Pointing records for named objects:

....

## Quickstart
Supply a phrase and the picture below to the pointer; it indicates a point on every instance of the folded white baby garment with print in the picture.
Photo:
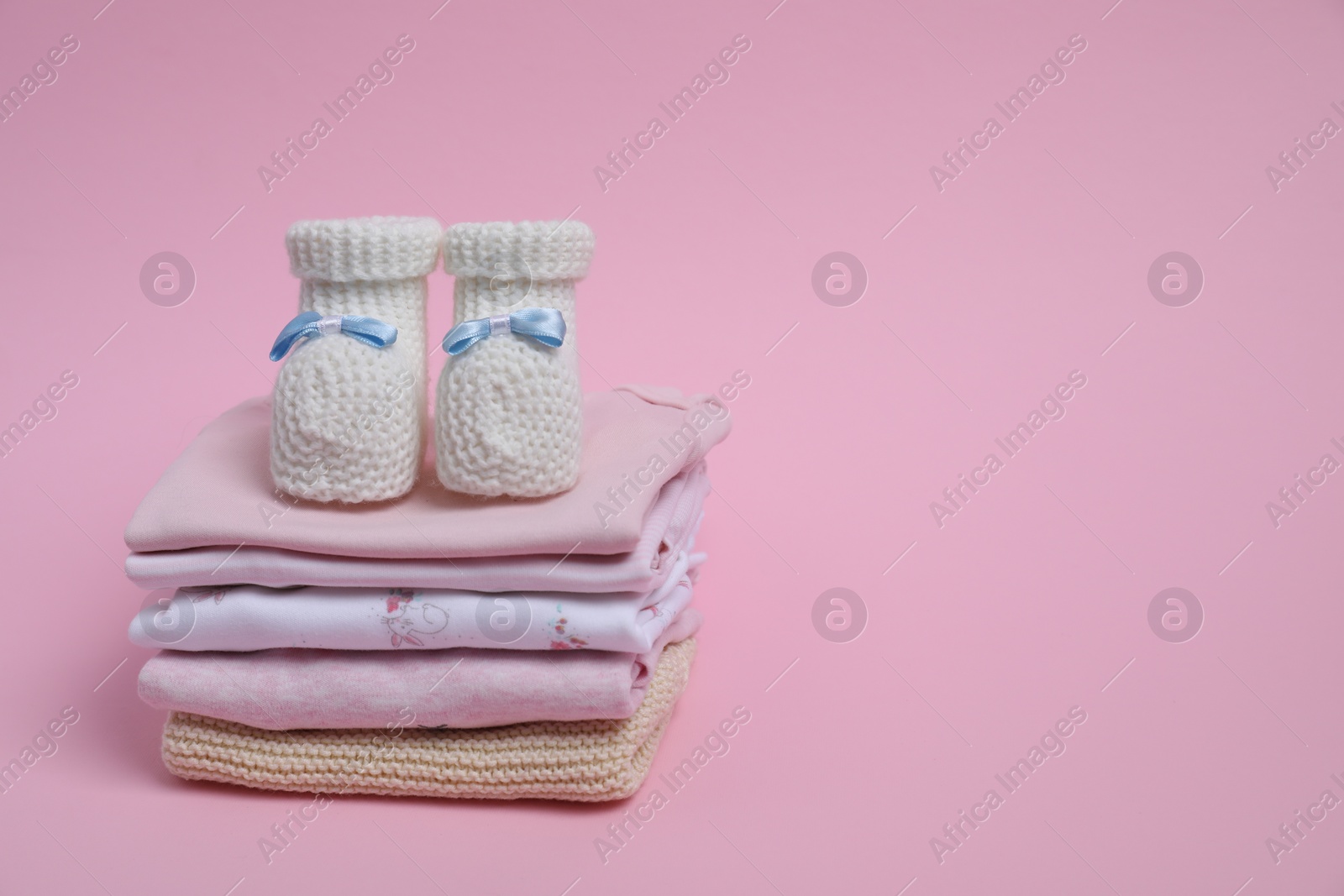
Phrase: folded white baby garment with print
(257, 618)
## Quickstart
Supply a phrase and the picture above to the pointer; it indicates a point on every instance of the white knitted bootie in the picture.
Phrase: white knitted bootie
(349, 411)
(510, 411)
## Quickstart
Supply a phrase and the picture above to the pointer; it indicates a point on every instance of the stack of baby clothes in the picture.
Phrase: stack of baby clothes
(322, 634)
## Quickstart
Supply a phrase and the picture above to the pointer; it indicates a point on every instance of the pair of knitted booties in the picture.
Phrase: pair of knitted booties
(349, 414)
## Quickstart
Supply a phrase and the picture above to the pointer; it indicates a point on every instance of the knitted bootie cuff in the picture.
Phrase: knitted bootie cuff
(363, 249)
(544, 250)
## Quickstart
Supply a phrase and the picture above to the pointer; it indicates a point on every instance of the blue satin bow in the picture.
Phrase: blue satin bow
(543, 324)
(311, 325)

....

PROBLEM TO WORK ON:
Set out every line of the rows above as a numbered list, skipping blank lines and leaving the pictures out.

RESPONSE FOR THIS EXERCISE:
1. ## Quickstart
2. Supply a phrase and the picture below to the pointer; it indicates a point on every instance of the folded white baby garment with print in the picture.
3. Photo:
4. Phrase: folded white baby garment with print
5. (257, 618)
6. ## Quickstart
7. Supply a phrase and the picture above to the pointer; it indicates a point on every instance of the white knitted bootie in the picture.
8. Phrase: white knitted bootie
9. (349, 411)
10. (510, 411)
11. ## Quickstart
12. Supply a phrase and the picture above to the pointer; it indicates a point on every instance of the stack of baby clothes in the picture.
13. Phrase: stack of baby clothes
14. (322, 634)
15. ## Quickstart
16. Supply a phrase and the picture above to the pointer; it indicates a point on every instance of the pair of knitted booties in the picture.
17. Phrase: pair of knitted booties
18. (349, 414)
19. ## Quickstart
20. Supply a phrase and the picture above to the pointer; it indicates a point on every instance of the knitted bootie cuff in the picture.
21. Phrase: knitted bootie cuff
22. (363, 249)
23. (544, 250)
24. ## Quickstart
25. Supply a phrase and the picture above to the pointer; it indicates a point on every instance of the blue satin bow in the picture.
26. Phrase: blue satin bow
27. (543, 324)
28. (311, 325)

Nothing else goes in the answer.